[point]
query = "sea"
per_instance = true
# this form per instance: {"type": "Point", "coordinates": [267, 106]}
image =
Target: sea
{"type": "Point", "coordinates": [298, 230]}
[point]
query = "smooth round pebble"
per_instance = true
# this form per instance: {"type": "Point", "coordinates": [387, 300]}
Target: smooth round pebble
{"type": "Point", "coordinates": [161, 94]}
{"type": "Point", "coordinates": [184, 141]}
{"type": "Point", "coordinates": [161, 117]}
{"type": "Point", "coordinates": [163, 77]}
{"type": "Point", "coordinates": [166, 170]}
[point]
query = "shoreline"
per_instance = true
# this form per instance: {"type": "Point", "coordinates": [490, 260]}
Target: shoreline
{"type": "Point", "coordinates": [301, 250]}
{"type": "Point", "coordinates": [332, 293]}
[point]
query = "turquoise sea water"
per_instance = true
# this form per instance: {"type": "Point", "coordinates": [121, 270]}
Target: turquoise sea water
......
• **Goal**: Rewrite all of the records above, swapping each occurrence of "shoreline" for "coastline" and leaving every other character as it is.

• **Written answer**:
[point]
query = "sea"
per_instance = true
# this form per instance: {"type": "Point", "coordinates": [267, 106]}
image =
Target: sea
{"type": "Point", "coordinates": [298, 230]}
[point]
query = "smooth round pebble"
per_instance = true
# this form per instance: {"type": "Point", "coordinates": [387, 300]}
Target: smooth round pebble
{"type": "Point", "coordinates": [161, 94]}
{"type": "Point", "coordinates": [184, 141]}
{"type": "Point", "coordinates": [161, 117]}
{"type": "Point", "coordinates": [163, 77]}
{"type": "Point", "coordinates": [166, 170]}
[point]
query = "coastline"
per_instance = true
# this form per instance: {"type": "Point", "coordinates": [490, 260]}
Target: coastline
{"type": "Point", "coordinates": [301, 250]}
{"type": "Point", "coordinates": [332, 293]}
[point]
query = "turquoise sea water"
per_instance = true
# this form per instance: {"type": "Point", "coordinates": [121, 270]}
Target: turquoise sea water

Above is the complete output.